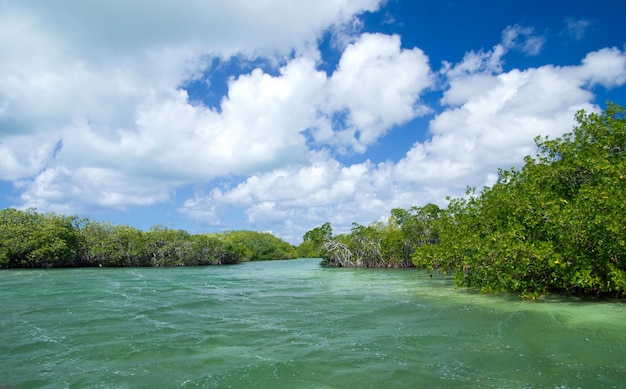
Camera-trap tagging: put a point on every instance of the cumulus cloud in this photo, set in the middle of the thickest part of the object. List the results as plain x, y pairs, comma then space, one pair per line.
114, 97
488, 121
523, 39
95, 117
378, 83
576, 29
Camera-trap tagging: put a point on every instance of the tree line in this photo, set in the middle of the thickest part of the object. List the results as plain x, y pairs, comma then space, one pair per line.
557, 225
29, 239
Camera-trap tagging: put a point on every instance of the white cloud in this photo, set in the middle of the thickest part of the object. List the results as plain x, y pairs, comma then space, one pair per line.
489, 121
523, 39
606, 67
113, 97
379, 84
576, 28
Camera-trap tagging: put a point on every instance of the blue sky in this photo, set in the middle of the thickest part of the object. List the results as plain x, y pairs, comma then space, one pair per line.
280, 115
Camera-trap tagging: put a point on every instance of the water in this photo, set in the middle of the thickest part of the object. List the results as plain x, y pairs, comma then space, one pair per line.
292, 324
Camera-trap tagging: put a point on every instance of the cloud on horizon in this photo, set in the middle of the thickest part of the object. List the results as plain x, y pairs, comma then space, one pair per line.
99, 118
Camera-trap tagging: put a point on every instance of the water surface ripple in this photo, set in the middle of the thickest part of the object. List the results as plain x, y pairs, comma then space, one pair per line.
293, 324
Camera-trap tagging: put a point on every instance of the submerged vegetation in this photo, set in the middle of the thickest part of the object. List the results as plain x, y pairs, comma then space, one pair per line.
557, 225
29, 239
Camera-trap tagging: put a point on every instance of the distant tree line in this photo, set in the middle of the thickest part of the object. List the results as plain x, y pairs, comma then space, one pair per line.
558, 225
29, 239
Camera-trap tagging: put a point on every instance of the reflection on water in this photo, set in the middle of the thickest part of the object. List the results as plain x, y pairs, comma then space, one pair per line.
293, 324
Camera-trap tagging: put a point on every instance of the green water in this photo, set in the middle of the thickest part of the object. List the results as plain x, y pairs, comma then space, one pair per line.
292, 324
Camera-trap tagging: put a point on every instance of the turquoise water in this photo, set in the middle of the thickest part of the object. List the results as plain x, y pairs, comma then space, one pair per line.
292, 324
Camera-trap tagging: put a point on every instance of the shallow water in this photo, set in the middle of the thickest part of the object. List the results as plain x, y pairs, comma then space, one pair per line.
293, 324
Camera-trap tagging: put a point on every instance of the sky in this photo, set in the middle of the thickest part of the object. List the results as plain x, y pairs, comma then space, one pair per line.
282, 115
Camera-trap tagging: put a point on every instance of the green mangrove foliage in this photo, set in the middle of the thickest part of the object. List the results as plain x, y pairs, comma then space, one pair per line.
557, 225
29, 239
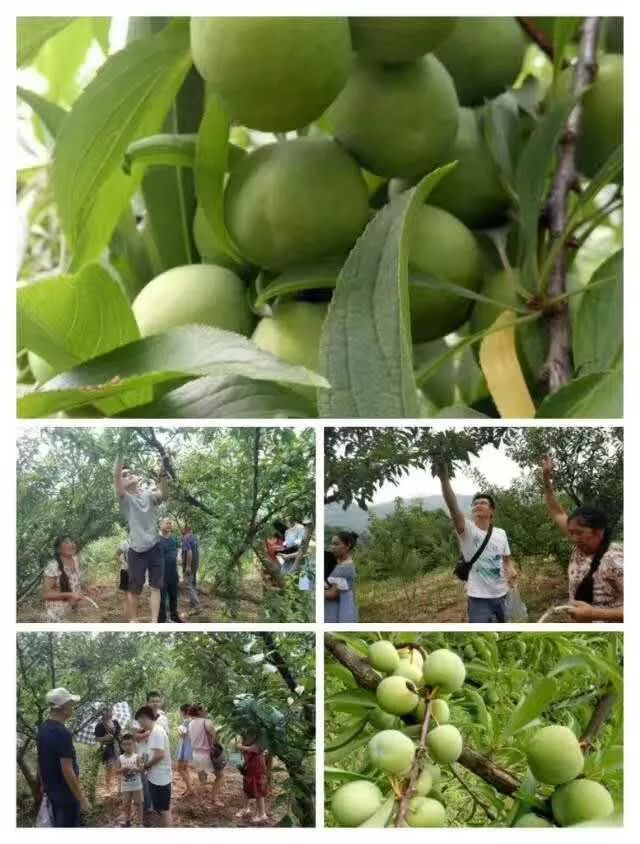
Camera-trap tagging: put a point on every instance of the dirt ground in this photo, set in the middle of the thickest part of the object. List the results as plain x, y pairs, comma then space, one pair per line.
439, 596
110, 602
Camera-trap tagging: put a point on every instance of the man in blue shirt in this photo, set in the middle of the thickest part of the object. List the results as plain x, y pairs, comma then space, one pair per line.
57, 762
190, 564
169, 549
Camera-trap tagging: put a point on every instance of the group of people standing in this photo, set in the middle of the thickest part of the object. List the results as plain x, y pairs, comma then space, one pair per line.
149, 554
286, 547
137, 758
595, 572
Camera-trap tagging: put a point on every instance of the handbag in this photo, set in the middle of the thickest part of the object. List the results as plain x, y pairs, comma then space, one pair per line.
463, 567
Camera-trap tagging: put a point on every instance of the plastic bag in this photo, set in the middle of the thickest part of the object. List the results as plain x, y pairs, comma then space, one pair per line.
516, 609
45, 814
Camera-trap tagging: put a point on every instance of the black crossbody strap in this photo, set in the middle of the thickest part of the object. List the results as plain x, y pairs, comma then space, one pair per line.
481, 547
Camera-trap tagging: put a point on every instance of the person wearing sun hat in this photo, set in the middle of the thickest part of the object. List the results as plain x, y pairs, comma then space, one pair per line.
57, 761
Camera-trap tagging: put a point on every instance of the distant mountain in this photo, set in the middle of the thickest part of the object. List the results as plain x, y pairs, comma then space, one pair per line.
353, 518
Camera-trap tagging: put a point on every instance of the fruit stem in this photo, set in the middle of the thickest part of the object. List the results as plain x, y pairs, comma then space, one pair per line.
559, 365
417, 763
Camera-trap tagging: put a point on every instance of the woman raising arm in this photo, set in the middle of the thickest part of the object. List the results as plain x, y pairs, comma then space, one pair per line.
596, 566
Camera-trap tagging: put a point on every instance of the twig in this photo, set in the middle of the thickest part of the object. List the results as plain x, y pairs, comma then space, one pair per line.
415, 768
536, 34
559, 365
364, 674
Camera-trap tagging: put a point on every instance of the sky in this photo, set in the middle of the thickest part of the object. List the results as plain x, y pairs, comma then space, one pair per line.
492, 462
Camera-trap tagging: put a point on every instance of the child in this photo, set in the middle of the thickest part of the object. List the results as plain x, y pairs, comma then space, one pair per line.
131, 781
255, 779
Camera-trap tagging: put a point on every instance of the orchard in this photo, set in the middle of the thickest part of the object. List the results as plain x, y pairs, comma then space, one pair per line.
338, 217
452, 729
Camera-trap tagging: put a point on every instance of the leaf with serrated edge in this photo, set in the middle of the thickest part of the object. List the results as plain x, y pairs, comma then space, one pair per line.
128, 99
70, 319
188, 351
365, 348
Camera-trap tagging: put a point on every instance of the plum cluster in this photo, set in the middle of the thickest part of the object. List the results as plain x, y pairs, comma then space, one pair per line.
376, 104
410, 681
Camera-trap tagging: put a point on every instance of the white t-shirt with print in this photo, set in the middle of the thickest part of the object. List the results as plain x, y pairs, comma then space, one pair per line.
486, 579
160, 773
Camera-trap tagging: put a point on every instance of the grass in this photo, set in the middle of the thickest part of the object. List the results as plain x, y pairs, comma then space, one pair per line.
439, 596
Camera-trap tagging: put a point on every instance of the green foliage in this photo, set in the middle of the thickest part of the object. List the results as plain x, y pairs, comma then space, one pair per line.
360, 460
93, 185
515, 683
408, 543
231, 483
244, 680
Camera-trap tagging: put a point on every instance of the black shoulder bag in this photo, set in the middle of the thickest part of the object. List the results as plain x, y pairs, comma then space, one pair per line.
463, 567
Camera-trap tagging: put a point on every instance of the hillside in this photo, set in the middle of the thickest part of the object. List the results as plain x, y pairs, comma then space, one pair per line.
353, 518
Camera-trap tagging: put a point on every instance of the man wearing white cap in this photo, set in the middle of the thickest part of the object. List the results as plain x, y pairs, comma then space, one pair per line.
57, 762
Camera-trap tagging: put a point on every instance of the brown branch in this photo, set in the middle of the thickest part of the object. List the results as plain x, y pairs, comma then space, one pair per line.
415, 768
559, 365
478, 801
363, 673
536, 34
483, 767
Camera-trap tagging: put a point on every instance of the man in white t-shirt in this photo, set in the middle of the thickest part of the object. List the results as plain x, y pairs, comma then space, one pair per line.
494, 573
158, 764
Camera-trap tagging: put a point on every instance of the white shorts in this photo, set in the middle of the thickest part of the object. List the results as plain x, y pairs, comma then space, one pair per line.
202, 762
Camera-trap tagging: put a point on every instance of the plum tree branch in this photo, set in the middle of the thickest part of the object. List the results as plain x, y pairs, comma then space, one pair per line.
559, 365
415, 768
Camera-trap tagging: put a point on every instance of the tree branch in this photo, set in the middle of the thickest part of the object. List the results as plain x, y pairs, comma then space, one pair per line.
537, 35
415, 768
364, 674
559, 365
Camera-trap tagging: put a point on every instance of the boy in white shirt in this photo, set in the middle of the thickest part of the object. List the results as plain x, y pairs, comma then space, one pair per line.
494, 573
158, 766
130, 772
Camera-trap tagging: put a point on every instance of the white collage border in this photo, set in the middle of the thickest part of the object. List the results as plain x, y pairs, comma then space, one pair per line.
8, 428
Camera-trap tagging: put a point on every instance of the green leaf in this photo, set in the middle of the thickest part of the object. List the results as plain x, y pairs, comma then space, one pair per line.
51, 114
228, 398
460, 411
595, 396
502, 130
597, 328
309, 277
211, 165
332, 756
382, 815
354, 697
338, 775
70, 319
165, 149
62, 58
365, 347
346, 736
128, 99
188, 351
533, 167
532, 706
32, 33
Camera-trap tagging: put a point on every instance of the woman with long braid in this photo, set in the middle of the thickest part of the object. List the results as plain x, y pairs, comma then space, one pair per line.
596, 567
62, 580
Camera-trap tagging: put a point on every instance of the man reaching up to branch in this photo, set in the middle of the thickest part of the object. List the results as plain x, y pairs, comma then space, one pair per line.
493, 572
139, 506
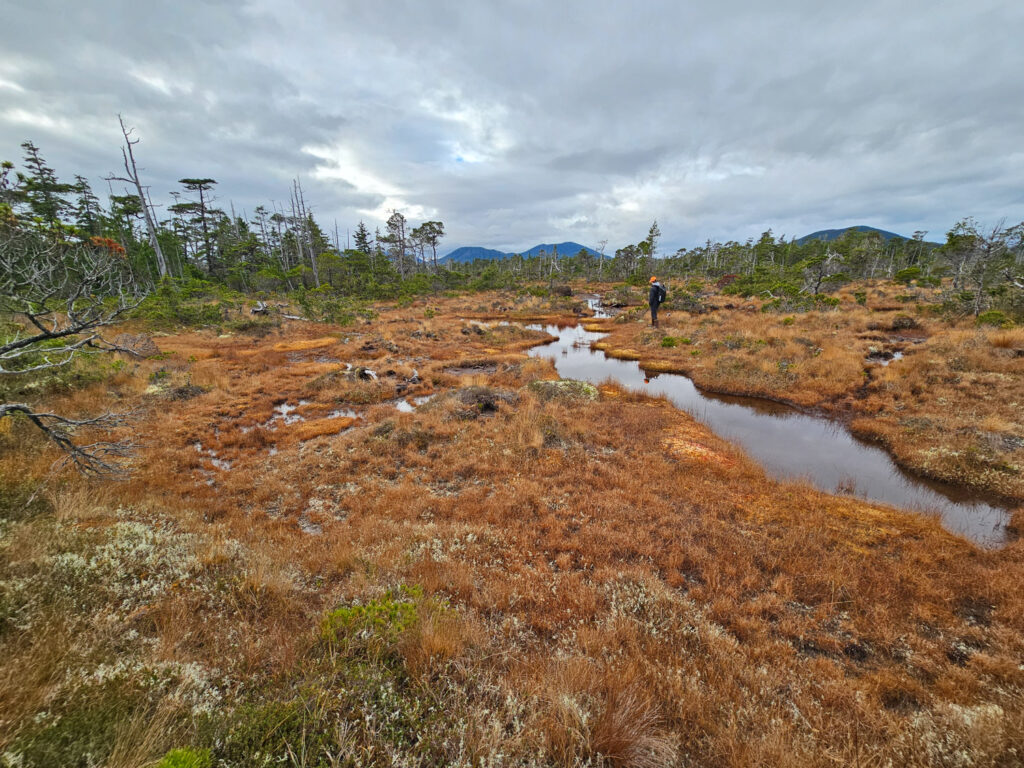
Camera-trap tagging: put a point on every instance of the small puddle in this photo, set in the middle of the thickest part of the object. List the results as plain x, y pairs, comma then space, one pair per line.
407, 408
287, 414
788, 444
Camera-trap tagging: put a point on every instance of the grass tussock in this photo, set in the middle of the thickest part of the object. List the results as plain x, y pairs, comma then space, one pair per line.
500, 574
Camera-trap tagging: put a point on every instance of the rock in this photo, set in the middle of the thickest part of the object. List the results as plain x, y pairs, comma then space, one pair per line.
483, 400
564, 389
902, 323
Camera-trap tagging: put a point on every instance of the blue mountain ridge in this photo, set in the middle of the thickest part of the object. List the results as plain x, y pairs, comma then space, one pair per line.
471, 253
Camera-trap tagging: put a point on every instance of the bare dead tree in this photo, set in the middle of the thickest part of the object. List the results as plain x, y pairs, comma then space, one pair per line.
62, 296
132, 178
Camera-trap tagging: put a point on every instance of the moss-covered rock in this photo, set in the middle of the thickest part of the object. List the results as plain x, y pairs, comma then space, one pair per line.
564, 389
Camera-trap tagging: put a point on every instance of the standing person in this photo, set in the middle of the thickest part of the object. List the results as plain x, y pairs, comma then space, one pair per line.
654, 299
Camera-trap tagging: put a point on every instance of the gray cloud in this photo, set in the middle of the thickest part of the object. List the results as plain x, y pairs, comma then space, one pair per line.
523, 122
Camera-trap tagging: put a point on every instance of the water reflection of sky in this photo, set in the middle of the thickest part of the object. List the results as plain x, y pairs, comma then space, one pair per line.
786, 442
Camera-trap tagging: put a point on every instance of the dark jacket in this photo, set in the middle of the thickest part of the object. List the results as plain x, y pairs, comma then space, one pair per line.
657, 294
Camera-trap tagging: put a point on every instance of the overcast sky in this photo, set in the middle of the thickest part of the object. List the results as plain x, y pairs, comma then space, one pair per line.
521, 122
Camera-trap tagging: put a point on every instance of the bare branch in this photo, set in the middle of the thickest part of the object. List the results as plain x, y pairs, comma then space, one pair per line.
92, 459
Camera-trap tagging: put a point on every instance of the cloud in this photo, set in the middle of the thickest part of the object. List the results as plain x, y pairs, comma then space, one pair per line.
527, 122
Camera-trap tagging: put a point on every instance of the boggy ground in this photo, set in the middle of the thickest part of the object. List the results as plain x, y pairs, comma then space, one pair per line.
506, 574
948, 407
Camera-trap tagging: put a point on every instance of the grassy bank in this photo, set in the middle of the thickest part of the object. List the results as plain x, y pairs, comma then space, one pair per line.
298, 572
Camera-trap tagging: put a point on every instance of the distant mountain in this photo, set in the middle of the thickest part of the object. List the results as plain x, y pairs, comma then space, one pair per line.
471, 253
564, 249
830, 235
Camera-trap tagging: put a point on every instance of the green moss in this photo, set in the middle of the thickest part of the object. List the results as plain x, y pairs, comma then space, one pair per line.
377, 626
564, 389
186, 758
81, 731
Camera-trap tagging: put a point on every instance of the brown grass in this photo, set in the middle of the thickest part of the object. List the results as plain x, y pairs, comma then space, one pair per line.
950, 409
603, 581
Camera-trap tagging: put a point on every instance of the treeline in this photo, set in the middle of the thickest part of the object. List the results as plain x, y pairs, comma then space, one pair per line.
286, 249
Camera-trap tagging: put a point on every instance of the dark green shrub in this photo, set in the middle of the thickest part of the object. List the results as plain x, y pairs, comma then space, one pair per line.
994, 317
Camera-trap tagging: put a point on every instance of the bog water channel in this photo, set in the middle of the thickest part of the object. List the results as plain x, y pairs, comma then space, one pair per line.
788, 443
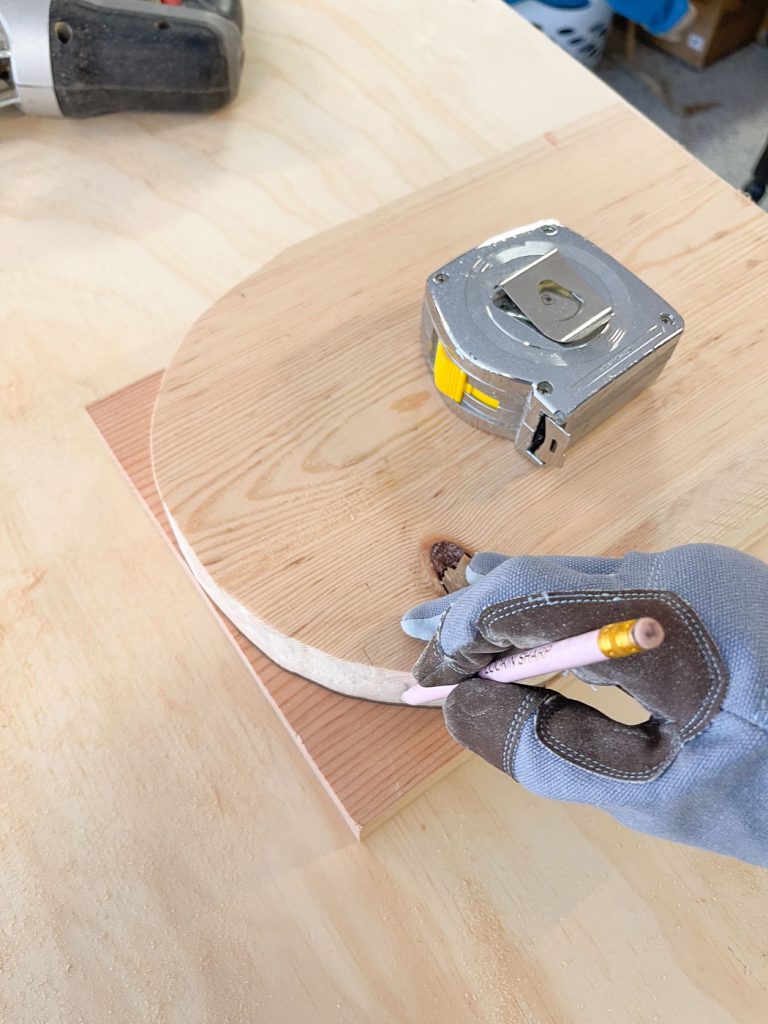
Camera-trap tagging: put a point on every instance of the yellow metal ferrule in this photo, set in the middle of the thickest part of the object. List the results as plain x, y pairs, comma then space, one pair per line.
452, 381
617, 640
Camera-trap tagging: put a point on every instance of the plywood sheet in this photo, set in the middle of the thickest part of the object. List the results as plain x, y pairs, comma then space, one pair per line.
307, 464
372, 759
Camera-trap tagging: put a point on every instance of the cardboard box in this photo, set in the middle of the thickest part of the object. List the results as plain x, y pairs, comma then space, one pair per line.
720, 28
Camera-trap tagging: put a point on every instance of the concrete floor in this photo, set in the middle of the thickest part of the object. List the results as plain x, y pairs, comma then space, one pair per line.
727, 138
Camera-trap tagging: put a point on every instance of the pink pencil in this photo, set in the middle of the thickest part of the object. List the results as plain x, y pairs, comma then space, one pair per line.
613, 640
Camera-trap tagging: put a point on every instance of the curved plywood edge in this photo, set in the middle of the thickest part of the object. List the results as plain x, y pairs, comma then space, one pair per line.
307, 464
353, 680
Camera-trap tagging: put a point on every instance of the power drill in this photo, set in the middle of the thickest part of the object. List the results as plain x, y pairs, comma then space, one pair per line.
81, 57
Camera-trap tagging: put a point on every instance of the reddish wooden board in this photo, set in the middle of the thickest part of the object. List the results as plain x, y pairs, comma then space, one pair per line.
371, 758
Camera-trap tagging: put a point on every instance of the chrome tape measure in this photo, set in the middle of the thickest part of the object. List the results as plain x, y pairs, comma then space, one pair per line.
538, 335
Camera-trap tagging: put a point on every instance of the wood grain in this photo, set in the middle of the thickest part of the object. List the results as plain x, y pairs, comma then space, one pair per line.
166, 857
372, 759
307, 464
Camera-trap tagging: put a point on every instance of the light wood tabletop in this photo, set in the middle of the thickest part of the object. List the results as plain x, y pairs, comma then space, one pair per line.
166, 855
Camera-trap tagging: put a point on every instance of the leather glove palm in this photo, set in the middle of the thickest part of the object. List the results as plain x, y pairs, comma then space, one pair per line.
697, 770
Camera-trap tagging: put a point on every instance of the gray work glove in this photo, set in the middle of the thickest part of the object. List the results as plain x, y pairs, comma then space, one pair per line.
697, 771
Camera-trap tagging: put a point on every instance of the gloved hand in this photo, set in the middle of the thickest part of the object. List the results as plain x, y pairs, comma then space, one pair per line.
697, 770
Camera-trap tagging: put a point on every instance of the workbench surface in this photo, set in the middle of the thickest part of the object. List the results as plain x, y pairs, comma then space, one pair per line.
166, 854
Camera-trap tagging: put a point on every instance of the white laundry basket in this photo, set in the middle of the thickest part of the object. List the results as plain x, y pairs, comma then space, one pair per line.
580, 28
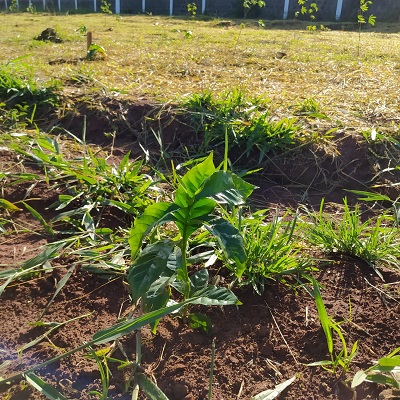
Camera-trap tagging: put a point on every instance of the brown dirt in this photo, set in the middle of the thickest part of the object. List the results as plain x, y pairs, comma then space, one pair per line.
263, 342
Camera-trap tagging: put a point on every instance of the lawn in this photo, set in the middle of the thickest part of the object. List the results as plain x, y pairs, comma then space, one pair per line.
196, 208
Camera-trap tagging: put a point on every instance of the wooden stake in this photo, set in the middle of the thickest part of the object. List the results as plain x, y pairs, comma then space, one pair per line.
89, 40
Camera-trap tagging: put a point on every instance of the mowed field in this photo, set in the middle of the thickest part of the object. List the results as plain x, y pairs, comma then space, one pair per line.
237, 180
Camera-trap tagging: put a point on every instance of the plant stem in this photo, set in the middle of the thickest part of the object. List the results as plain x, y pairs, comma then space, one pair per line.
211, 369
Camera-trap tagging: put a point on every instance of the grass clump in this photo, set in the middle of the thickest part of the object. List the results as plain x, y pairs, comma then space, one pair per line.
24, 98
373, 241
271, 247
250, 127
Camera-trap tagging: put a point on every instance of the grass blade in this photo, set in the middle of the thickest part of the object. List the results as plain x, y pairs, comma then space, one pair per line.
323, 317
43, 387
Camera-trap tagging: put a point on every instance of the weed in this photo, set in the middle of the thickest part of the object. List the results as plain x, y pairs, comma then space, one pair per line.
272, 252
22, 94
309, 10
364, 7
250, 128
330, 327
372, 241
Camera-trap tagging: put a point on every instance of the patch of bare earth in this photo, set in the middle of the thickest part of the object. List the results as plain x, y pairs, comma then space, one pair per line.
265, 341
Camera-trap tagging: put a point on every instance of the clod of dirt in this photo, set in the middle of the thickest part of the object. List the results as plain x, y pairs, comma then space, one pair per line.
49, 35
180, 390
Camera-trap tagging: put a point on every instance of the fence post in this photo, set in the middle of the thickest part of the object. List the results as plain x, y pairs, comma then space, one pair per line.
339, 9
286, 9
89, 39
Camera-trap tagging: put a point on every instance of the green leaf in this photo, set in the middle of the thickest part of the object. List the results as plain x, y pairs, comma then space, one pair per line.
199, 280
370, 196
152, 391
60, 284
39, 218
43, 387
8, 205
153, 214
148, 267
156, 297
226, 188
358, 378
200, 321
193, 181
50, 252
323, 317
383, 380
130, 325
191, 218
229, 238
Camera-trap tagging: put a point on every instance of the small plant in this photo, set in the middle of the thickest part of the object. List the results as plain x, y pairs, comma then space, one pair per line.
386, 371
164, 262
372, 241
20, 92
330, 327
364, 7
249, 4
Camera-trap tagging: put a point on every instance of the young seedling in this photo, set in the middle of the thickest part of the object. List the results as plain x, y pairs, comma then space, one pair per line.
364, 7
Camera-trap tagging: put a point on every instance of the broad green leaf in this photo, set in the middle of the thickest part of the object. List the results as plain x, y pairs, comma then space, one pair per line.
50, 252
191, 218
226, 188
323, 317
152, 391
193, 181
229, 239
199, 279
143, 225
8, 205
43, 387
274, 393
148, 267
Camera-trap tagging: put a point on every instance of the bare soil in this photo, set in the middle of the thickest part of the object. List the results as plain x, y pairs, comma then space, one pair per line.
265, 341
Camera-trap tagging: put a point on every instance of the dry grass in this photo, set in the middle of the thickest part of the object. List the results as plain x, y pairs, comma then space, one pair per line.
150, 57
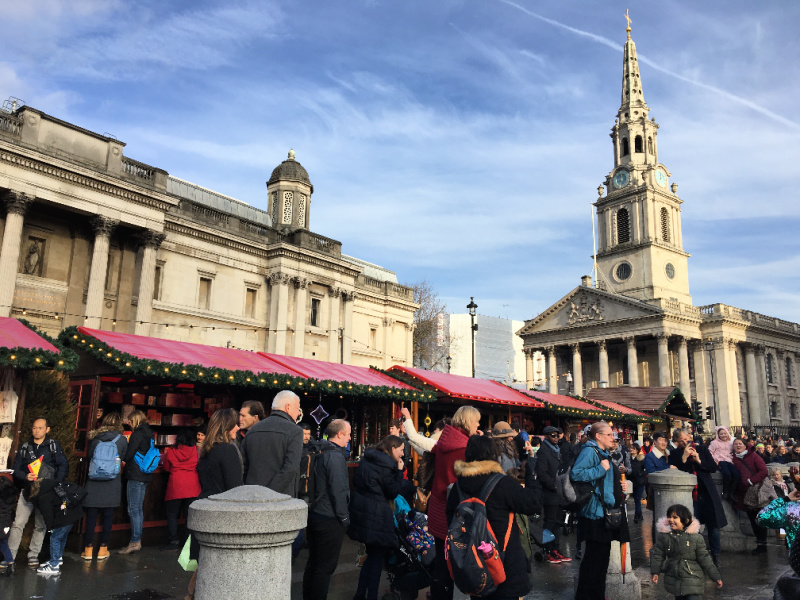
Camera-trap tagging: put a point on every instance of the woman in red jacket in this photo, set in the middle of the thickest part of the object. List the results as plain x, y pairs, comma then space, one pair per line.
448, 449
752, 470
183, 486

################

• _YOUR TASK_
Copy out exactly the lines from the one with "the small plant" through the end of the listing, both ends included, omitting any picture.

• _SOLUTION FOR THIS EXERCISE_
Camera-trap tagging: put a point on every instance of the small plant in this photo, set in the middle of the thickest part of the object. List the results as plain x, y pairs, comma then space, one pair per line.
386, 371
164, 262
372, 241
20, 92
330, 327
364, 7
249, 4
Camera-trap tagging: put a point on every instance of the young seedling in this photo, set in the middle of the thickest part of the object. List the results as plain x, y pairs, comma then space, one pair per line.
364, 7
Camera-trap tagging: put a point on every instance of the broad green leaf in this photo, set in the middle of the thickest part of the object. List the results as plain x, y pairs, comma then space, one pair per line.
50, 252
191, 218
226, 188
323, 317
152, 391
193, 181
229, 239
199, 279
143, 225
8, 205
43, 387
274, 393
148, 267
Camera-trap tagging: put a point on every instance of the bare soil in this photo, set in the middle of the thickest part of the object. List the results as plain x, y pairs, comma then space, one pair per line.
265, 341
Camera-trap tagging: put a point on every instance of the dry grass in this photo, set in the middle of the thickest part of the object. List the results as plain x, y pairs, comma then space, one pair per line.
150, 57
Camera-trap tagging: put a point on every instance of the woman in red jacket in this photo, set in the middle of the thickest part of the object. List the results as plain x, y pairs, comma then space, one pair per line.
448, 449
752, 470
183, 486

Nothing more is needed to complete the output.